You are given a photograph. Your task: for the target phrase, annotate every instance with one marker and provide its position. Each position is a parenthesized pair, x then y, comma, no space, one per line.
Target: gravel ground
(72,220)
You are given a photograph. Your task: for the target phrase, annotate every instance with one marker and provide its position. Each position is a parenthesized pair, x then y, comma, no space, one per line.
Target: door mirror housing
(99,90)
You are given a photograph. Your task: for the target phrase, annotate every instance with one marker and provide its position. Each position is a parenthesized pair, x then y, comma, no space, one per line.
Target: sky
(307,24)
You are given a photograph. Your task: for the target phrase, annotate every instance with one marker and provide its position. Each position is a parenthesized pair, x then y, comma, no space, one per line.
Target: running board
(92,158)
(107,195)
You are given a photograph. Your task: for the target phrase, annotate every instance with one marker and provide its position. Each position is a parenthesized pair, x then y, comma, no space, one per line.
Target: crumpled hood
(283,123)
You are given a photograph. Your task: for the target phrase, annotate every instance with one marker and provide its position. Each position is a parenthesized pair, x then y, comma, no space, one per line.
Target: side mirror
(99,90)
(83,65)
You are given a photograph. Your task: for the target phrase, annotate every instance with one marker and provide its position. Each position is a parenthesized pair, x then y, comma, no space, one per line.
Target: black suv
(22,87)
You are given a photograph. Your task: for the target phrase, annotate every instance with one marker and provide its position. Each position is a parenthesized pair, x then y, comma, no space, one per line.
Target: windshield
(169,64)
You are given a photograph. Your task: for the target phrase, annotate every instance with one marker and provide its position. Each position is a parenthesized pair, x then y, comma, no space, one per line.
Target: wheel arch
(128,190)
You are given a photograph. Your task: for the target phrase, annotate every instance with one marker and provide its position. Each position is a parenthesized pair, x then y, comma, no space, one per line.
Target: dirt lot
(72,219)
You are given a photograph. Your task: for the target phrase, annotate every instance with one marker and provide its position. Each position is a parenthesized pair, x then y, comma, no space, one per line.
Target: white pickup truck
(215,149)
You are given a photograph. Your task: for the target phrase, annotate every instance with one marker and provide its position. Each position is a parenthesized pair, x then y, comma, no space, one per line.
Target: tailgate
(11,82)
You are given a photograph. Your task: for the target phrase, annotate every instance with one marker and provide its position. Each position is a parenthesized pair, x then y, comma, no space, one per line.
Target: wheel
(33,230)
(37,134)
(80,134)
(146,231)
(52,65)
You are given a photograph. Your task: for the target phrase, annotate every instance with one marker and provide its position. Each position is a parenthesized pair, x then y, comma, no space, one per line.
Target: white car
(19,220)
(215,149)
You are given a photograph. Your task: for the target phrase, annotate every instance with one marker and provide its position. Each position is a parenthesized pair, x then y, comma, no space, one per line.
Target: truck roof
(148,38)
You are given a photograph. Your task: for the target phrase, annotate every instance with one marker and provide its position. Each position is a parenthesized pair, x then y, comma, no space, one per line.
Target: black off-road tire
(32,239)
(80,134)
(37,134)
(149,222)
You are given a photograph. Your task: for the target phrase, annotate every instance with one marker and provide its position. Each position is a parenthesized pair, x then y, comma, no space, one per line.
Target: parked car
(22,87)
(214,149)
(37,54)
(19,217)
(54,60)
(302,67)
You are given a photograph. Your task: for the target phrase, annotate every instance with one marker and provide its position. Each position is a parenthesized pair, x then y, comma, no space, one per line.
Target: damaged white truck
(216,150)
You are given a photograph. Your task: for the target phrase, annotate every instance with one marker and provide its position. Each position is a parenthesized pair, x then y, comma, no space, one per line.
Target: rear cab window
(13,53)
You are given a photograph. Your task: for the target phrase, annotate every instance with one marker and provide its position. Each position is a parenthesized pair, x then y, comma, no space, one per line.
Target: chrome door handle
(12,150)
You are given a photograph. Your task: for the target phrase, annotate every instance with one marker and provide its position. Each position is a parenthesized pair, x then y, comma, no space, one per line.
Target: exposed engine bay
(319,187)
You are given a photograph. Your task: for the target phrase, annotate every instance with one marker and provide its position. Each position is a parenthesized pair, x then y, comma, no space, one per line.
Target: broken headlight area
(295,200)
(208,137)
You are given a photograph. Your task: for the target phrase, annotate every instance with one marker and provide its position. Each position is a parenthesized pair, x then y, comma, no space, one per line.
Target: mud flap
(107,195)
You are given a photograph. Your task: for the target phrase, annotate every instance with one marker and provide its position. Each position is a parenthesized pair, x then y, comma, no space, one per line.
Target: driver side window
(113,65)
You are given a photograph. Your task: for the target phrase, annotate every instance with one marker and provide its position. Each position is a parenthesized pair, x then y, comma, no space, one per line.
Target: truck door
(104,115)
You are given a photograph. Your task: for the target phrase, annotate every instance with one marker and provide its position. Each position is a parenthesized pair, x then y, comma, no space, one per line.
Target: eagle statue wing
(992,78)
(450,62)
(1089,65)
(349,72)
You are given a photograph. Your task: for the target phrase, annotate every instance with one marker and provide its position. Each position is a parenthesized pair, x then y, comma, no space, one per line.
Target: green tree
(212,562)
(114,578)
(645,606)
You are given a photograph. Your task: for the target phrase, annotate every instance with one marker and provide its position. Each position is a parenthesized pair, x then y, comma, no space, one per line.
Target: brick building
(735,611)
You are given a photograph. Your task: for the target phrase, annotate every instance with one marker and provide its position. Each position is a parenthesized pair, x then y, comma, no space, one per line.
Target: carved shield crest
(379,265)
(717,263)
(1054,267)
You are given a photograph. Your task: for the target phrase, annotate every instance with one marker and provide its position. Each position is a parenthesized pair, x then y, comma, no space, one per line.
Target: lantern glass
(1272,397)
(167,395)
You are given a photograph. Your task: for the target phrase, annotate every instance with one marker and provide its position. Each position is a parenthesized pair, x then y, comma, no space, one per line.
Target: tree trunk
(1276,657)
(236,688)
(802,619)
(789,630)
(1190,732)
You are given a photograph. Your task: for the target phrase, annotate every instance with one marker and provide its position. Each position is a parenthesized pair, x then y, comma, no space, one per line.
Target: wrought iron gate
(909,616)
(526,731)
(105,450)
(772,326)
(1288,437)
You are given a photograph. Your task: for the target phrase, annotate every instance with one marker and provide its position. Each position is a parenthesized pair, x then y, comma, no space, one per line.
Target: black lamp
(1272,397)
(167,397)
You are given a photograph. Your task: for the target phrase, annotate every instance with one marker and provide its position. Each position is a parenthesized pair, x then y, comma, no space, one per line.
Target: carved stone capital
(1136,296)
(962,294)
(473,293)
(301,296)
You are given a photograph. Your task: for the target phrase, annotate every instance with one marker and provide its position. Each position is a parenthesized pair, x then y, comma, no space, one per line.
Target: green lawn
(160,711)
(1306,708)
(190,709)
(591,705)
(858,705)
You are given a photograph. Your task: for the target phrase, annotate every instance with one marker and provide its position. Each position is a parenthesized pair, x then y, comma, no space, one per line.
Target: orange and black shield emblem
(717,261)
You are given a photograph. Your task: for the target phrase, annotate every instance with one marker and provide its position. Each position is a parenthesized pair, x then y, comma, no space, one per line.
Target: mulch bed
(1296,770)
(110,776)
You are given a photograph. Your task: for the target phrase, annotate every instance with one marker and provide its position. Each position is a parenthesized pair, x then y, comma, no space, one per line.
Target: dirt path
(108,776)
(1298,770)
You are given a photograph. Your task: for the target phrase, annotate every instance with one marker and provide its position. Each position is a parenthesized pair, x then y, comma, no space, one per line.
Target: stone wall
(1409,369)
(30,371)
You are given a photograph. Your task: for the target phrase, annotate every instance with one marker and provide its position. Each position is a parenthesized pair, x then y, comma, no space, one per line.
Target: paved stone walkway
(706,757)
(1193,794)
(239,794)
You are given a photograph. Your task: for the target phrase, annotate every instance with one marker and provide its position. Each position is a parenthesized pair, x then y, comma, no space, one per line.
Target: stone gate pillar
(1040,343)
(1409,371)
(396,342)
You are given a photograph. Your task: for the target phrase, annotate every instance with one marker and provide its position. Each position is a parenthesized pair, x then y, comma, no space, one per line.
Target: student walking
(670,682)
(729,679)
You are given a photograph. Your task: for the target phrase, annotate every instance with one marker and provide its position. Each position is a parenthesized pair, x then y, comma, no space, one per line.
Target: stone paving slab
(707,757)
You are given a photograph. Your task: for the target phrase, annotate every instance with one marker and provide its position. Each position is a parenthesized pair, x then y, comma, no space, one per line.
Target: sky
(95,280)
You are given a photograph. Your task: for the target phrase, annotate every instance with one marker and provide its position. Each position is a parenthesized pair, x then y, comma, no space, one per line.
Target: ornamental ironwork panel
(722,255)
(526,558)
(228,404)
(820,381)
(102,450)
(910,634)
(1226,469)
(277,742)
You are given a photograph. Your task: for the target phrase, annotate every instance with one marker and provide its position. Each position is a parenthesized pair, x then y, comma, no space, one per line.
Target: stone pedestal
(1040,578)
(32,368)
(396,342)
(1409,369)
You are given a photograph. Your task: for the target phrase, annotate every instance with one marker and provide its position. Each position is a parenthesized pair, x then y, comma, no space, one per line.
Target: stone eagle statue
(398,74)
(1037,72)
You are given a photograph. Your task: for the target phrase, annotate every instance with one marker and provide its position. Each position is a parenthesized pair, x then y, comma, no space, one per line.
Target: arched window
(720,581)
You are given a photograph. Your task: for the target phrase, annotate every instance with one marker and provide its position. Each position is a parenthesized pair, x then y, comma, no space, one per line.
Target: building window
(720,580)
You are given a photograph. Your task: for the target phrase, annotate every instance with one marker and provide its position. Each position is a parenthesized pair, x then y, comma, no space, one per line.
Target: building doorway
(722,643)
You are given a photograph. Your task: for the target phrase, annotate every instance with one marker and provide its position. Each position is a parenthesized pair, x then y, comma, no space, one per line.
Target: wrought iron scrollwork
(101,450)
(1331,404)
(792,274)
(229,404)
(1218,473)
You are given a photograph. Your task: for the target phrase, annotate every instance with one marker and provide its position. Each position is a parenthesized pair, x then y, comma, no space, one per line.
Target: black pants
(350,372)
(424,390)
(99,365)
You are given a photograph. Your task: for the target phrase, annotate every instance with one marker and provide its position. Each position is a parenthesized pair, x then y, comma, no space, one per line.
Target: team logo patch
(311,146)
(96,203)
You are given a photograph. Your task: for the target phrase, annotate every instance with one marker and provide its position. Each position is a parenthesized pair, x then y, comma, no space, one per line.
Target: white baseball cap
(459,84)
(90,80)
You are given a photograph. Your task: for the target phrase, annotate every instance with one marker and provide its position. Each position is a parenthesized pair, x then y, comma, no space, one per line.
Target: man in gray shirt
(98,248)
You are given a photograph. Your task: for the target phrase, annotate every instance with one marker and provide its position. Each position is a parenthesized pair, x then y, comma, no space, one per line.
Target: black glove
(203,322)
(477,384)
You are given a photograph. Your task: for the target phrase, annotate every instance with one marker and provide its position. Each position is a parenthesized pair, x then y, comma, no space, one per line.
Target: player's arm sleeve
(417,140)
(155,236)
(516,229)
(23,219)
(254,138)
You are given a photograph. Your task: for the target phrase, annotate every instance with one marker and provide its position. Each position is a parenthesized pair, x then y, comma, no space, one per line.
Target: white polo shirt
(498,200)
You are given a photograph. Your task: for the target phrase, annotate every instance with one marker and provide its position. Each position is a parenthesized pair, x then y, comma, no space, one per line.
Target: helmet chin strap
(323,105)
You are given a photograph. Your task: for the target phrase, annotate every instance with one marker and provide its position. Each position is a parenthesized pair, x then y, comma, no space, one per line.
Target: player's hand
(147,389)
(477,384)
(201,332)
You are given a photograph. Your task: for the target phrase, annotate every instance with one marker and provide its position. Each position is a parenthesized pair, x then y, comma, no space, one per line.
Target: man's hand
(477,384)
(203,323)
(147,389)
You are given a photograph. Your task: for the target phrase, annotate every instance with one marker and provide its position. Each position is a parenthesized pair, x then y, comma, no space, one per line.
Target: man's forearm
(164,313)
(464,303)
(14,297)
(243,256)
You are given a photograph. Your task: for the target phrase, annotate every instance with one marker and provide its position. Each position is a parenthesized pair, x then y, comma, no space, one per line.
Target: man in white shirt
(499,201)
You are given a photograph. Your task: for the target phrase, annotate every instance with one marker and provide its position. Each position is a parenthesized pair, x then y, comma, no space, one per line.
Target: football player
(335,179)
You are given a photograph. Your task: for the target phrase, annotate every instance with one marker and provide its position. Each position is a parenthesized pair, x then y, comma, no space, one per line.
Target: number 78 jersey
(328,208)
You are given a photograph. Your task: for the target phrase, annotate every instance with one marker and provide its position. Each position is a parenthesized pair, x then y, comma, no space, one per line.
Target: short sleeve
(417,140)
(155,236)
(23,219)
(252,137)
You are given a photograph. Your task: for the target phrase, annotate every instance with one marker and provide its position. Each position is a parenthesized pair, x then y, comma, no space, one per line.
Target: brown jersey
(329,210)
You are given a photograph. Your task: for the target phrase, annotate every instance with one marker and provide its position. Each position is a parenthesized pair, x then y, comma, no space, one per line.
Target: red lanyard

> OBJECTIVE
Please list every line of the material above that contains the word "black", reproducing each of those lines in full.

> RESPONSE TO THIS EXERCISE
Target: black suv
Target: black off-road tire
Target: black lamp
Target: orange and black shield emblem
Target: black pants
Target: black glove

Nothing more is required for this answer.